• **任务**
把下面的全部记录逐行原样抄写一遍，不做任何改动。
*** 记录集
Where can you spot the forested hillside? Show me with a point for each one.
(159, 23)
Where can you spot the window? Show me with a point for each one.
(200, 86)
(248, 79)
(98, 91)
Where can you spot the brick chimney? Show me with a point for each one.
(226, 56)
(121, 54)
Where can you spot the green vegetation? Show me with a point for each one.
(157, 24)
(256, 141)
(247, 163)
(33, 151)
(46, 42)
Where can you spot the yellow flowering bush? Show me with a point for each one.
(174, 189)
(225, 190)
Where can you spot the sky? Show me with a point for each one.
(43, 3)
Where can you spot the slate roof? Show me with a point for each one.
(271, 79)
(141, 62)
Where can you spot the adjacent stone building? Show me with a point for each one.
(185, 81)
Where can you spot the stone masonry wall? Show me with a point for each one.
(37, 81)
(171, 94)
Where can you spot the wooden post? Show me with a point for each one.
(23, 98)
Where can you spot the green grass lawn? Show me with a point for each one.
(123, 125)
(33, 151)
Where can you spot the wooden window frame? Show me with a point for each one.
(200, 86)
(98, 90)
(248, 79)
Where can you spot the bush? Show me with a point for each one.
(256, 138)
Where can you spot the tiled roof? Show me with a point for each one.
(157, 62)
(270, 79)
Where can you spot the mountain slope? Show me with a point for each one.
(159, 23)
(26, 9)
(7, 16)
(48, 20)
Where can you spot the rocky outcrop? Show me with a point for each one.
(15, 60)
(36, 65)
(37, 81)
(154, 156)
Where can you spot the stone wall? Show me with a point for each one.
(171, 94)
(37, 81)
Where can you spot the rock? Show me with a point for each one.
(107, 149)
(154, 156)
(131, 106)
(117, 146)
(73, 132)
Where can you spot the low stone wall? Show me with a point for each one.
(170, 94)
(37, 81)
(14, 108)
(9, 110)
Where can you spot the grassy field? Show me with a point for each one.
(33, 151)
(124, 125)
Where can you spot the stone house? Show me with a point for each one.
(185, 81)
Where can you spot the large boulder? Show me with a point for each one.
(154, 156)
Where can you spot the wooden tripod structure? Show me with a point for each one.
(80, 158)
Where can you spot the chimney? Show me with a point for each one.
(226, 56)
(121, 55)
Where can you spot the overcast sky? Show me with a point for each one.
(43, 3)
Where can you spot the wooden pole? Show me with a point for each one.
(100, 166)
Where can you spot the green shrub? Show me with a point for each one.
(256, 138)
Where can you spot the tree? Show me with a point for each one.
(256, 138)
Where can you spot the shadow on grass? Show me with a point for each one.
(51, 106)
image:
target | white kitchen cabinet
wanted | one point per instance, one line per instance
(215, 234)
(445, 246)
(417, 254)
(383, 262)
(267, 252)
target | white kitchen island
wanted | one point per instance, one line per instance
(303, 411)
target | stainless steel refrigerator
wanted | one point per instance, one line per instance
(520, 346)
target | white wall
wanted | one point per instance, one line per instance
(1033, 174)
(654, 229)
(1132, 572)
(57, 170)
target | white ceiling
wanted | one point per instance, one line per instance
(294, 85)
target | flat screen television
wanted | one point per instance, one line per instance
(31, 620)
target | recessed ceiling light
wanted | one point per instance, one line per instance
******
• **结果**
Where can you spot the forested hillside? Show me with a point for each one.
(159, 23)
Where can you spot the window? Show me with a point for each one.
(200, 86)
(248, 79)
(98, 91)
Where can you spot the brick chimney? Show me with a point for each one.
(226, 56)
(121, 54)
Where can you spot the green vegetation? Show me with a point for each one.
(157, 24)
(256, 141)
(247, 163)
(33, 151)
(46, 42)
Where can you spot the yellow flowering bush? Show me with a point for each one.
(174, 189)
(225, 190)
Where can you spot the sky? Show me with a point for each one.
(43, 3)
Where can you spot the slate roof? Show me with a point for each one.
(271, 79)
(141, 62)
Where can you spot the adjacent stone building? Show me with a point for each one.
(185, 81)
Where can you spot the stone masonry wall? Show me with a point for each one.
(37, 81)
(171, 94)
Where can you spot the wooden post? Show me with a point for each one.
(23, 98)
Where can you spot the green grass lawn? Show me with a point for each one.
(123, 125)
(33, 151)
Where can you spot the wooden window frame? Show me with a point for each one.
(200, 86)
(98, 90)
(248, 79)
Where can you spot the bush? Show me with a point for each one.
(256, 138)
Where can you spot the tiled roof? Show me with a point for each one.
(157, 62)
(270, 79)
Where can you spot the mountain slope? Show me with a point for each one.
(159, 23)
(26, 9)
(7, 16)
(48, 20)
Where can you spot the rocky outcrop? Show me with a point for each one.
(15, 60)
(36, 65)
(37, 81)
(154, 156)
Where can you spot the stone wall? Show me with a point for each one.
(171, 94)
(37, 81)
Where can you spot the rock? Show me with a point for each one.
(107, 149)
(154, 156)
(131, 106)
(117, 146)
(73, 132)
Where can you spot the low stone wall? Show me with a point for each one.
(170, 94)
(37, 81)
(14, 108)
(9, 110)
Where can you spot the grassy field? Show me with a point for each one.
(33, 151)
(124, 125)
Where can you spot the stone house? Show me with a point for each one.
(185, 81)
Where can you spot the large boulder? Show me with a point for each one.
(154, 156)
Where can you spot the wooden tripod structure? Show me with a point for each one.
(80, 158)
Where can you spot the chimney? Show me with a point for each one.
(226, 56)
(121, 55)
Where can you spot the overcast sky? Show me with a point for each one.
(43, 3)
Where can you spot the wooden pole? Show me with a point for each one.
(100, 166)
Where can you spot the green shrub? Show me with a point for each one.
(256, 138)
Where can you spot the tree? Show me with a point for each one.
(256, 138)
Where can you spot the shadow on grass? Show me with a point for each one.
(51, 106)
image:
target | white kitchen cabinet
wanted | one point per instance, one line per instance
(215, 234)
(445, 246)
(417, 254)
(383, 262)
(267, 252)
target | white kitchen island
wanted | one point per instance, one line per instance
(303, 411)
target | stainless steel refrigerator
wanted | one point per instance, one line per instance
(520, 346)
target | white wall
wanted | one point per instance, one line per instance
(1033, 174)
(654, 229)
(1132, 572)
(57, 170)
target | white ceiling
wanted | one point per instance, one line per instance
(294, 85)
target | flat screen television
wanted | one point per instance, one line per instance
(31, 620)
target | recessed ceiling light
wanted | one point per instance, one line per instance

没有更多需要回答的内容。